Multiple sclerosis is a chronic illness that affects the lives of over 2.3 million people globally. There is no proven cause and, for now, no known cure. It is a debilitating, progressive, and largely misunderstood illness that greatly affects the lives of those who have it.
The Multiple Sclerosis (MS) Society of Bermuda is set to hold its Medical Symposium at the Bermuda Underwater Exploration Institute on the 14th and 15th of October. The goal? To enlighten both the public and medical professionals on best supporting those afflicted by MS.
For those living with MS in Bermuda, accessing local care has historically been a challenge. Biologics, like Ocrevus and Tysabri, provide a ray of hope. However, until recently, these drugs were not administered on the island, forcing patients to make frequent, costly trips to US clinics. This not only put significant strain on their health, but also their finances. A single overseas infusion is estimated to cost around $85,000 BMD.
In response to this challenge, various healthcare providers and stakeholders came together to find a solution. The saying “it takes a village”, comes to mind. Our local care coordination team, Thrive Case Management, partnered with our overseas care team, One Team Health. Together, they collaborated with local pharmacies, overseas specialists, local providers and patients to facilitate on-island care. The resulting initiative, the Specialty Drug Programme, was launched by Argus in 2019. Its aim was not just to bring these expensive medications to Bermuda but also to enhance the quality of care and reduce costs for MS patients. As a result, patients now have the flexibility to undergo initial infusions in hospitals, either local or overseas, and continue their treatments closer to home. This was especially crucial during the COVID-19 pandemic, enabling MS patients to initiate or maintain their treatments when overseas travel became challenging.
----------------
## Goal of the exercise
Answer these questions from the text on multiple sclerosis care in Bermuda:
(a) Where will the MS Society of Bermuda hold its Medical Symposium?
(b) What is the estimated cost of a single overseas infusion?
(c) Who launched the Specialty Drug Programme, and in what year?

Stored records:
----------------
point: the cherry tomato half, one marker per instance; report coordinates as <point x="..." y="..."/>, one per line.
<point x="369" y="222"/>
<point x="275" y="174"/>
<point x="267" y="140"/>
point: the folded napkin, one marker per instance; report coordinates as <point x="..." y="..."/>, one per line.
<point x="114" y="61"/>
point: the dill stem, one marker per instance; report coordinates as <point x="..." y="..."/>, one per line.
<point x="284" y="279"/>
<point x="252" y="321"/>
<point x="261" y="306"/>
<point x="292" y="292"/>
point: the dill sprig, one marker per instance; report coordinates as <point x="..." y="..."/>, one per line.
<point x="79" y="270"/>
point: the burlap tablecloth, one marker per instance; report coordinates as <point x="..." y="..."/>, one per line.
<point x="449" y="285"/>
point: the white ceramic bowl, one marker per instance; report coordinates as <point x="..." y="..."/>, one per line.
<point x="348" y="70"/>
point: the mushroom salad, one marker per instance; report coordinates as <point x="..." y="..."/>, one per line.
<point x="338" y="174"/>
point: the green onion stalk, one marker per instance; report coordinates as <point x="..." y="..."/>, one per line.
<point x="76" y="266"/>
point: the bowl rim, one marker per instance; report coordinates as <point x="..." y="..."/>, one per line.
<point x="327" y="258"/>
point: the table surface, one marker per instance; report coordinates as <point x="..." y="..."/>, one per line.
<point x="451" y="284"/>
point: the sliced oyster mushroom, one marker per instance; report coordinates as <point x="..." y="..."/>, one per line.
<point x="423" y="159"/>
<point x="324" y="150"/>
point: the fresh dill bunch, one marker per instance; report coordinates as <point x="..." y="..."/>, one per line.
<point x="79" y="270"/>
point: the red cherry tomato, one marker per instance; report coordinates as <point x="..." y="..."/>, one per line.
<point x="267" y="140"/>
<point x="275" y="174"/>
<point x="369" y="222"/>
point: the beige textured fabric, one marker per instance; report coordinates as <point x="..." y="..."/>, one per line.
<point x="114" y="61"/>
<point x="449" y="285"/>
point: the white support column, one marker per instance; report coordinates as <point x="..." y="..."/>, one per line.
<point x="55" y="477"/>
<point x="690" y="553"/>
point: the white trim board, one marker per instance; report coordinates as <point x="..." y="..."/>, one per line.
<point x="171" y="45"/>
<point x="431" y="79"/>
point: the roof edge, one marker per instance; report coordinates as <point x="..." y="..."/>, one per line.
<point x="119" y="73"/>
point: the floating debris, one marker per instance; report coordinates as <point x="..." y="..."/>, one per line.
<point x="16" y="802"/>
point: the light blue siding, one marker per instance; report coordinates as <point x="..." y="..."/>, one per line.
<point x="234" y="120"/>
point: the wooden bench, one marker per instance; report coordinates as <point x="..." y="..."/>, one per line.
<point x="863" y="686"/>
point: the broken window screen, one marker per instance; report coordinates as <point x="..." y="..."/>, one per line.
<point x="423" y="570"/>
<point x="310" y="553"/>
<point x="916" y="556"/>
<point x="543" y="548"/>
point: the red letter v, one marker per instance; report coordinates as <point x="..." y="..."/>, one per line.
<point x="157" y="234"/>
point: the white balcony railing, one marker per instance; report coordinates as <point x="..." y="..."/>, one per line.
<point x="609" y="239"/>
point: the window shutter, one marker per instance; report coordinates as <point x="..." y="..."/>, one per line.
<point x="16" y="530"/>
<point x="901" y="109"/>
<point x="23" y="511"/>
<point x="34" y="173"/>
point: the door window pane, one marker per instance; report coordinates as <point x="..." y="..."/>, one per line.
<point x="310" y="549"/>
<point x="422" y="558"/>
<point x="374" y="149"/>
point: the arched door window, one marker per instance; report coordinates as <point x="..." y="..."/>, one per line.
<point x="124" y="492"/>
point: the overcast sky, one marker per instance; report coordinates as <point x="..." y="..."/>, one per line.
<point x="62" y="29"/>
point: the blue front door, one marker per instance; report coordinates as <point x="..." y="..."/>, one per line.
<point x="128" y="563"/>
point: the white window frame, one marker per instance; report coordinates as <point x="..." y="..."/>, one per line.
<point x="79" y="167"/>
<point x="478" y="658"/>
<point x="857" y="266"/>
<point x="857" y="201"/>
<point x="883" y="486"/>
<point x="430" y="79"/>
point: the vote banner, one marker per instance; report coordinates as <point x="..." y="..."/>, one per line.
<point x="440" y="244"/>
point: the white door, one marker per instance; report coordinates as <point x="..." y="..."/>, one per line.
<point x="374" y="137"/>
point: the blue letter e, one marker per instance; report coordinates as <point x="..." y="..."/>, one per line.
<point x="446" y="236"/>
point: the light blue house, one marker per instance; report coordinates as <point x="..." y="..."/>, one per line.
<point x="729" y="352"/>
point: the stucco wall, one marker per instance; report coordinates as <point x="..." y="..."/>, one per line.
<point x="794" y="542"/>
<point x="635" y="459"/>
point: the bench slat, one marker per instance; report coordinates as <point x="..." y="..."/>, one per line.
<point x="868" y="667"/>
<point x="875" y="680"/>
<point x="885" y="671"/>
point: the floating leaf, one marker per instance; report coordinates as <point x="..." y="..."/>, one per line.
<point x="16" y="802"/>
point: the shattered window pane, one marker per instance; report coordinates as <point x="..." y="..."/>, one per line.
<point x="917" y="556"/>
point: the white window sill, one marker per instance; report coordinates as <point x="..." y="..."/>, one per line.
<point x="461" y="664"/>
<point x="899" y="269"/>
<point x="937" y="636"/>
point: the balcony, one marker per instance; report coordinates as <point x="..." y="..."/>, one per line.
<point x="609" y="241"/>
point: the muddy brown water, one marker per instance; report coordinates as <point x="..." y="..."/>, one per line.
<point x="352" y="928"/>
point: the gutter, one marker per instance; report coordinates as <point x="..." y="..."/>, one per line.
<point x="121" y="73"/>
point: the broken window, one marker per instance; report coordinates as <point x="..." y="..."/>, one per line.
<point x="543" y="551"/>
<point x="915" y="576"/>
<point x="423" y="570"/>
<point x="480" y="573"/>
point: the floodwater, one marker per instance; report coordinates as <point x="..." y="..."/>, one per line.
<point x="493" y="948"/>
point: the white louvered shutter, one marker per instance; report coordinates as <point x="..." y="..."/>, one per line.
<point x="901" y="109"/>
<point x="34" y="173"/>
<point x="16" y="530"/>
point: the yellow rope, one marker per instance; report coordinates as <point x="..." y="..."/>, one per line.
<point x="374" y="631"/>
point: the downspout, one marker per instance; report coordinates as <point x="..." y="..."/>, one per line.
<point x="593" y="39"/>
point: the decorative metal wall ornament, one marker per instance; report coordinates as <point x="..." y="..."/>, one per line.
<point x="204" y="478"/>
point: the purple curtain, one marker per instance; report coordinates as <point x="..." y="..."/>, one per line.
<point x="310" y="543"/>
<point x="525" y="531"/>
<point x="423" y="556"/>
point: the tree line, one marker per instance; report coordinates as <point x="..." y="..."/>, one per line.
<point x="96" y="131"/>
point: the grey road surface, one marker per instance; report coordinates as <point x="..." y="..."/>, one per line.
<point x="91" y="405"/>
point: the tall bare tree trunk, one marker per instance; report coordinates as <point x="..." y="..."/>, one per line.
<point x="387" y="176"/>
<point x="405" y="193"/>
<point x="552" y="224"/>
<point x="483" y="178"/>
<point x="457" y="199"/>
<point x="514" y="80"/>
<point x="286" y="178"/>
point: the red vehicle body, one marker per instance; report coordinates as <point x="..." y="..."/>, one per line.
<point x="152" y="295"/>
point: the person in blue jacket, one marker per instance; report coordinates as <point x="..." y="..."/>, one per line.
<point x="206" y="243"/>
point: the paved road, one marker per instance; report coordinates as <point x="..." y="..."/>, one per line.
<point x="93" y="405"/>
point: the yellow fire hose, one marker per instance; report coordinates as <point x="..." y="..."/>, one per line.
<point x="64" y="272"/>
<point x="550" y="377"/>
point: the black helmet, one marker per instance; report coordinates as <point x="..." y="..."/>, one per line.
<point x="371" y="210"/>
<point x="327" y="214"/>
----------------
## Solution
(a) At the Bermuda Underwater Exploration Institute
(b) Around $85,000 BMD
(c) Argus, in 2019